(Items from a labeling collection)
===============

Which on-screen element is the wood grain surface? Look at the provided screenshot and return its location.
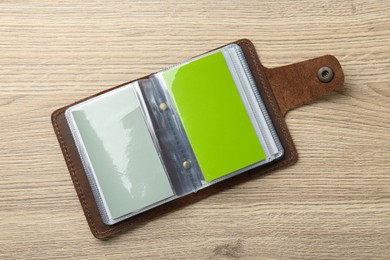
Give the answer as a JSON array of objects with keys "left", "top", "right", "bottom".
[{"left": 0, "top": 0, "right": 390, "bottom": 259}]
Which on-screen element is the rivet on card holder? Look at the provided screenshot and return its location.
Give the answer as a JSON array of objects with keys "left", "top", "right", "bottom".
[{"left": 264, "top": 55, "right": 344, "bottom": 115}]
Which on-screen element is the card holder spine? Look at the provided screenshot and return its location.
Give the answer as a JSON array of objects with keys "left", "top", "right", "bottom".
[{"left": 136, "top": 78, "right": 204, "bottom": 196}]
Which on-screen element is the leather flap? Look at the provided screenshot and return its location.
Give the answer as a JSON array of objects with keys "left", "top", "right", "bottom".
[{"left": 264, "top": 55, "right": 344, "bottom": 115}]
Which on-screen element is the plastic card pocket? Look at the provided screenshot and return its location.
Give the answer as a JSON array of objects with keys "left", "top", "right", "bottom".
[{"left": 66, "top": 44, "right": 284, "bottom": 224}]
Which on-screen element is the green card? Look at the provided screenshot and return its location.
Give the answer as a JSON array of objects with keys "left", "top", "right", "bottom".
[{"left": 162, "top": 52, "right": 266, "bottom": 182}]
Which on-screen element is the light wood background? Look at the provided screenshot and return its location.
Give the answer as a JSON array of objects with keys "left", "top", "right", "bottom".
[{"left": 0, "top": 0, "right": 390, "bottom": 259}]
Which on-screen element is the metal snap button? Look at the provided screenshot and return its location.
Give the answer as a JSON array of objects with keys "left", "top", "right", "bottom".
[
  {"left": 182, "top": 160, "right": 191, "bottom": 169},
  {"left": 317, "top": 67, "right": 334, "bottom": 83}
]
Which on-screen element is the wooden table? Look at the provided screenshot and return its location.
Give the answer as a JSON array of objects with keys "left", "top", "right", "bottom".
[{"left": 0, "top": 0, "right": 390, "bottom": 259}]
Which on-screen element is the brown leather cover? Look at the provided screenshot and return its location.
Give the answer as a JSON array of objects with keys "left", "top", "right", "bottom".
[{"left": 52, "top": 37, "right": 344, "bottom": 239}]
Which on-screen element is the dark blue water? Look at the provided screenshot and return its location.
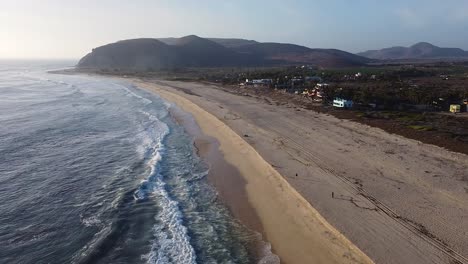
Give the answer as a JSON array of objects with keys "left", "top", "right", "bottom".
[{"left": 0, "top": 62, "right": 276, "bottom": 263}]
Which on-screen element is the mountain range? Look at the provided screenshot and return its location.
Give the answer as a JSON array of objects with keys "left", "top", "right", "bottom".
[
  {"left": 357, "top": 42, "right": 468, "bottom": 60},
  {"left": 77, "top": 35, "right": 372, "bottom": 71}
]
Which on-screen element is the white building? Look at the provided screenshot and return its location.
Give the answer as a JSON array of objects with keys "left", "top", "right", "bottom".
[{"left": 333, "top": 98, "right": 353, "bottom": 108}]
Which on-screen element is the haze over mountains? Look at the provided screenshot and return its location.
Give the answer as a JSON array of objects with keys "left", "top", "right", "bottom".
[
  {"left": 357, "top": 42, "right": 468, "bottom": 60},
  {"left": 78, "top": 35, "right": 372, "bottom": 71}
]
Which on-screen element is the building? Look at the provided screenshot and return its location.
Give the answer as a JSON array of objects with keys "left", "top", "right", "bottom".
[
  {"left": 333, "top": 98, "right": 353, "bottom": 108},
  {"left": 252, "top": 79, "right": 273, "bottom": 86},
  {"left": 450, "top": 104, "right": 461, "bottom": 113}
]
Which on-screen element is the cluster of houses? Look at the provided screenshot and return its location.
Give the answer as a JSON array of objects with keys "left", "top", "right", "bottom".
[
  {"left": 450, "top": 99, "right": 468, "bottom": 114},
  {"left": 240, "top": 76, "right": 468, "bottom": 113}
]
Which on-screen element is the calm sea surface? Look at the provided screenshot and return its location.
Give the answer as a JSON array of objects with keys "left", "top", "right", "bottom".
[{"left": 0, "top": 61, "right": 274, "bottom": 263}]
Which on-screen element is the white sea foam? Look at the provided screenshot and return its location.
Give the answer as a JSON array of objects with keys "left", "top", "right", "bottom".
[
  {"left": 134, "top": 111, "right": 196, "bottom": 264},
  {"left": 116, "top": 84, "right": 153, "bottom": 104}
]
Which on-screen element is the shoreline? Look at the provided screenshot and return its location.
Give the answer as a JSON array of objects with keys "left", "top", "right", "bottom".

===============

# What to do
Locate every line in the material above that contains the word "leather", and copy each of those lines in full.

# Result
Which on-screen element is the leather flap? Look at the provided screenshot and return its location.
Which on-screen element is the brown leather cover? Look at the provided screenshot and return its location.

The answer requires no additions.